Les TIC (Technologies de l’information et de la communication) peuvent bien sûr contribuer à améliorer l’efficacité opérationnelle des banques. Plus fondamentalement, elles deviennent aussi des leviers clés de la défense et du développement de leur fonds de commerce. Deux innovations parmi d’autres illustrent cette nécessaire mutation.
Première innovation, le "m-paiement" c’est-à-dire l’utilisation du téléphone mobile (d’où le "m") comme moyen de paiement. Les technologies utilisées peuvent être dans ce cas très différentes : SMS, USSD pour des technologies liées aux réseaux mobiles, les systèmes sans contacts comme le NFC jusqu’aux technologies sonores telles que le NSDT.
À la fin l’enjeu est le même : proposer que le
téléphone portable soit un nouveau moyen de paiement pour échanger en quelque
sorte des liquidités de manière ubiquitaire. Si le succès du paiement mobile par
NFC reste encore à démontrer en France (expérimentation de Nice), les résultats
illustrant un véritable usage sont bel et bien là notamment en Asie, en Amérique
Latine et en Afrique.
Ce sont en effet les pays disposant d’un choix moins large en moyen de paiement et d’un faible taux de bancarisation, qui ont été les pionniers. Les usages concernent aussi bien les échanges de personne à personne (le "peer to peer") que l’achat chez un commerçant, le paiement des salaires, des factures voire des impôts.
Seconde innovation clé, l’évolution de ventes de smartphones et les opportunités d’usage en résultant, ainsi que l’appétence avérée pour les services bancaires via mobile (consultation des comptes, virements sur comptes d’épargne en ligne, dépôts de chèques, paiement de factures…) consacre l’inexorable montée en puissance du "mobile banking". Ce phénomène touche aujourd’hui à des degrés divers l’ensemble des régions du globe ; il dépasse la clientèle des jeunes générations et concerne aussi une clientèle aisée, souvent multibancarisée, très profitable pour les banques et appétente à un nouveau type de relation pour un certain nombre de prestations.
Il s’est traduit ces dernières années par de nombreuses initiatives, notamment le développement d’"apps" censées coller aux besoins des clients et pertinentes par rapport à leur contexte d’utilisation, à la localisation du client et au type de terminal utilisé (smartphone, tablette...).
Dans ces deux cas de figure, trois dimensions sont impactées : la vente, la dimension commerciale d’une part ; la relation client ensuite et, enfin, l’organisation même des banques.
Commençons par l’impact sur le modèle commercial. Dans le cas du m-paiement, le s’agit d’un nouveau service associé aux moyens de paiement comme dans le passé, en France sont apparus la carte bancaire ou les GAB/DAB. Il s’agit ici d’avoir son porte-monnaie dans son téléphone. Dans les pays où l’usage s’est le plus développé, les pays émergents, l’intérêt du système est qu’il permet aux banques d’offrir un système de paiement y compris à des clients non bancarisés. C’est donc un service de paiement sans lien nécessaire avec un compte bancaire individuel. Pour les banques c’est un moyen de proposer un service à des populations nouvelles et donc d’étendre son champ commercial.

### Travail à faire
1. Résumez en deux phrases le texte sur les TIC et les banques.
2. Prolongez le texte sur les TIC et les banques à partir de sa dernière phrase.
Les entrées ne jouent aucun rôle dans ce travail.

### Entrées

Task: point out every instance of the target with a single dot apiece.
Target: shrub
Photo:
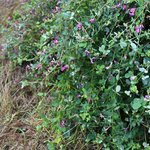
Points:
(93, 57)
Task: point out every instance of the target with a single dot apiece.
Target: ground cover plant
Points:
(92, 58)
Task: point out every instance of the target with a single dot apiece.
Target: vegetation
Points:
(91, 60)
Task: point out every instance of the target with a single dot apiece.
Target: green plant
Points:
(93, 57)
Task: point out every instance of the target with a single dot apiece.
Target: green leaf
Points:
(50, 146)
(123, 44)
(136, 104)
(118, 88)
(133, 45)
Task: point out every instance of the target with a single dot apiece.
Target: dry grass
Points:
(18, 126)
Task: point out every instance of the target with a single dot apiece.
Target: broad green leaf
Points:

---

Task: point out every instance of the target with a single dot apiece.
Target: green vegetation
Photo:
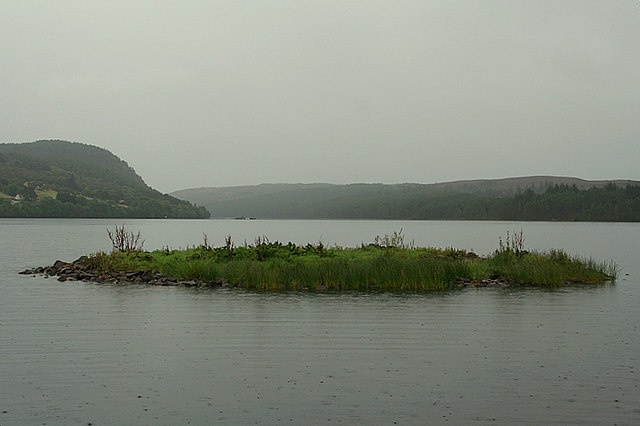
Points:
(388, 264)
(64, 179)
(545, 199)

### Résultats
1. Les TIC deviennent pour les banques des leviers clés de la défense et du développement de leur fonds de commerce, comme l'illustrent deux innovations : le m-paiement, qui fait du téléphone mobile un moyen de paiement, et la montée en puissance du « mobile banking ». Ces deux innovations touchent la vente, la relation client et l'organisation des banques, et le m-paiement permet notamment d'offrir un service de paiement à des clients non bancarisés, donc d'étendre le champ commercial des banques.

2.
Dans les pays développés, il s’agit plutôt de proposer une offre de service réellement multicanal en s’adaptant aux usages innovants liés à la mobilité. Plusieurs pays ont ainsi adapté le m-paiement à des services urbains comme le paiement des parkings par exemple. L’usage du téléphone mobile permet aussi d’associer paiement et "ticketing" c’est-à-dire de développer un marketing direct personnalisé lié à l’usage et à la localisation.
S’agissant des "apps", les initiatives en matière d’"Open Innovation" s’accélèrent ; buts recherchés : meilleure personnalisation des produits/services et "time du market" accéléré.
La personnalisation est extrêmement fidélisante : elle rencontre aujourd’hui la volonté d’une partie des clients de créer leur propre expérience bancaire, leur "univers" de besoins en fonction de leurs souhaits. Il est clair que l’expérience attendue en matière de services digitaux se situe clairement en décalage avec l’expérience offerte traditionnellement par les banques, jugée peu réactive et enthousiasmante.
Dès lors, les établissements sont face à un choix important en matière de conception des "apps" : une conception interne sur la base des anticipations des besoins et des usages, ou la "co-création" avec leurs clients en laissant libre cours à leur imagination et source potentielle de services auxquels les banquiers ne pensent pas naturellement. L’expérience récente de co-création du Crédit Agricole, "le CAStore", qui met à disposition des clients leurs propres données bancaires de façon sécurisée, illustre cette dernière démarche.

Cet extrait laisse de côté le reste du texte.